CHECK YOUR UNDERSTANDING:
1. According to the physician profile, since what year has Marilyn J. Heine been an AMA member?
2. What are the 3 R's that the physician profile says effective advocates should focus on?
3. Can you rewrite the paragraph of the physician profile that begins "How I move medicine" as a short list, keeping its main facts?

EXERCISE PASSAGE:
The AMA "Members Move Medicine" series profiles a wide variety of doctors, offering a glimpse into the passions of women and men navigating new courses in American medicine.
On the move with: Marilyn J. Heine, MD, a physician in emergency medicine and hematology-oncology in active clinical practice in southeast Pennsylvania.
AMA member since: 1981.
What moving medicine means to me: Policymakers increasingly impact our practice of medicine. I am passionate that physicians have a vital role to advocate for our patients and our profession—not only at the bedside, but also in the “halls of our legislature”—to educate lawmakers on issues we face and help shape legislation that affects our patients and our profession.
To be effective advocates, each of us should focus on the 3 R’s: build a relationship with our legislators, keep our issue on the legislator’s radar, and make the issue real. Put a face on the issue with a patient vignette. Our professional lobbyists can help explain policy, but only we can tell the relevant story of the patient we “saw last Tuesday.”
How I move medicine: Over the last 25 years, I have focused on communication, grassroots advocacy, and involvement in organized medicine. Initiatives included calls to galvanize colleagues to act, letters to the editor and op-eds published in local and national papers, and social media. Plus service as chair of the physicians advisory board for our Congressman where I bring together colleagues of different specialties to present issues that impact our practices; and leader of physician coalitions for pro-physician state and federal candidates of both major political parties. AMA resources are valuable in these grassroots and political endeavors.
I met with President George W. Bush twice to discuss physician priorities and hosted practice site visits for members of Congress which enabled them to see our concerns from a new perspective, “with a white coat on,” and incentivized their action on key measures. One Congressman once said, with a smile, “We know about your tenacity. We guard our ankles when you call.”
En masse grassroots input prompted our Congressman to be instrumental in the passage of antitrust reform in the U.S. House. When I engaged colleagues to write to Congress to improve the Medicare program and “help us keep the lights on” to provide care for our patients and jobs for our employees, this generated hundreds of letters that I hand-delivered to legislators’ offices. I coordinated a letter, authored by our Congressman and signed by our bipartisan delegation, which helped spur U.S. House leaders to promote important Medicare reform. Political engagement contributed to wins for “friends of medicine” in several close elections.
Career highlights: A particularly memorable event was when I invited a group of senior women to accompany a busload of physicians to our state capitol to lobby during a medical liability crisis. The women had seen physicians close or curtail practice due to the liability climate. When our state senator saw “the ladies in sneakers” enter his office as advocates, he was astounded and even more motivated to successfully advance medical liability reform.
I am honored to serve in our AMA House of Delegates, where we develop policy, and on our Council on Legislation, where policy “is brought to life” through advocacy, positions on legislation, and model bills, as we advise our Board of Trustees.
Advice I’d give to those interested in pursuing a career in medicine: Always seek to do what is best for the patient. With that as your guidepost, you help ensure that your patient will have the best chance for an optimal outcome.
Aspect of my work that means the most: My most meaningful experiences are bonds with patients: opportunities to develop rapport, educate patients about their medical conditions, recognize their concerns, engage them in the treatment decision-making, and to be their champion in the course of medical care.

Saved entries:

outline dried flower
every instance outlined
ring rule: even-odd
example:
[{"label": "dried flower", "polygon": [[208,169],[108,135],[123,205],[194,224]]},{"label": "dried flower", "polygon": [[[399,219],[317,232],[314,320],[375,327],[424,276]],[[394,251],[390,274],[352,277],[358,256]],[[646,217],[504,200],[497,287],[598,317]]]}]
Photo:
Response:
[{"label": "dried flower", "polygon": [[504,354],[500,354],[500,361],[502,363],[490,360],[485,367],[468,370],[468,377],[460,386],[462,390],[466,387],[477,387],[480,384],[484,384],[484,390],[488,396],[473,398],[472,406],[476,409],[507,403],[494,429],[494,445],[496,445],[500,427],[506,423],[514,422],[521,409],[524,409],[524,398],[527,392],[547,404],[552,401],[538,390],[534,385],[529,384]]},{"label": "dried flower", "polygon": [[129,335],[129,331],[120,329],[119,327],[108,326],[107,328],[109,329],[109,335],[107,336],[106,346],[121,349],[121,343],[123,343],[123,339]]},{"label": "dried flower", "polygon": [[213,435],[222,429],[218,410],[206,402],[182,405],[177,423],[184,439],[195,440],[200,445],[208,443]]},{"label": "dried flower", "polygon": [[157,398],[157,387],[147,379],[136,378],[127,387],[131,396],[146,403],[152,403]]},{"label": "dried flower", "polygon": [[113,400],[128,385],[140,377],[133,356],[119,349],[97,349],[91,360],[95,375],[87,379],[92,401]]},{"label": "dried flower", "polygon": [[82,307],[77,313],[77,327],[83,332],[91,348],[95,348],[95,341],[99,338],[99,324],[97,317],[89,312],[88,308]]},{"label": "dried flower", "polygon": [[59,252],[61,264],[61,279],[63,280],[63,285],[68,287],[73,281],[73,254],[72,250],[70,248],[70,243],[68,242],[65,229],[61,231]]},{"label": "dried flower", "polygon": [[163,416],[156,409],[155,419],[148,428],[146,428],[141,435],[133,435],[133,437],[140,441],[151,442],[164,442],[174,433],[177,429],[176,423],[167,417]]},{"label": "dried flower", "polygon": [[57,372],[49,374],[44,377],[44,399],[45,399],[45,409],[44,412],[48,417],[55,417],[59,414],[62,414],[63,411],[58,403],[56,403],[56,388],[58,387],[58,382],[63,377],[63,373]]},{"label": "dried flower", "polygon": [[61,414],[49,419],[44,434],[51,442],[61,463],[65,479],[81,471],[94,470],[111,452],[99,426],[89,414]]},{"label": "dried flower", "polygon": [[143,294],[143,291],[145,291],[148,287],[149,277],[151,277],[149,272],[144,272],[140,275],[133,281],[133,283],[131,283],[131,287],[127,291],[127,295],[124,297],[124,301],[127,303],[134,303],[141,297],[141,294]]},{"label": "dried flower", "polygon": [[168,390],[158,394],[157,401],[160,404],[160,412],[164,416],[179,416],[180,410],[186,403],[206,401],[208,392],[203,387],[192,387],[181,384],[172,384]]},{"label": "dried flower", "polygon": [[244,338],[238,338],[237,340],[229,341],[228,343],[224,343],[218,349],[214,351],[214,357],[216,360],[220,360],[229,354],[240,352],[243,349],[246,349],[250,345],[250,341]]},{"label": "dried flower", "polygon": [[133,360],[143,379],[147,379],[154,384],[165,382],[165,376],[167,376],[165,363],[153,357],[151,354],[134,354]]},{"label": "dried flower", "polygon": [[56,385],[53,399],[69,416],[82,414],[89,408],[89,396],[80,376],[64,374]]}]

SOLUTIONS TO EACH TASK:
1. 1981.

2.
- Build a relationship with legislators.
- Keep the issue on the legislator's radar.
- Make the issue real.

3.
- Focus over the last 25 years: communication, grassroots advocacy and involvement in organized medicine.
- Initiatives: calls urging colleagues to act, letters to the editor and op-eds in local and national papers, and social media.
- Chair of her Congressman's physicians advisory board, bringing together colleagues of different specialties to present issues affecting their practices.
- Leader of physician coalitions for pro-physician state and federal candidates of both major parties.
- AMA resources support these grassroots and political efforts.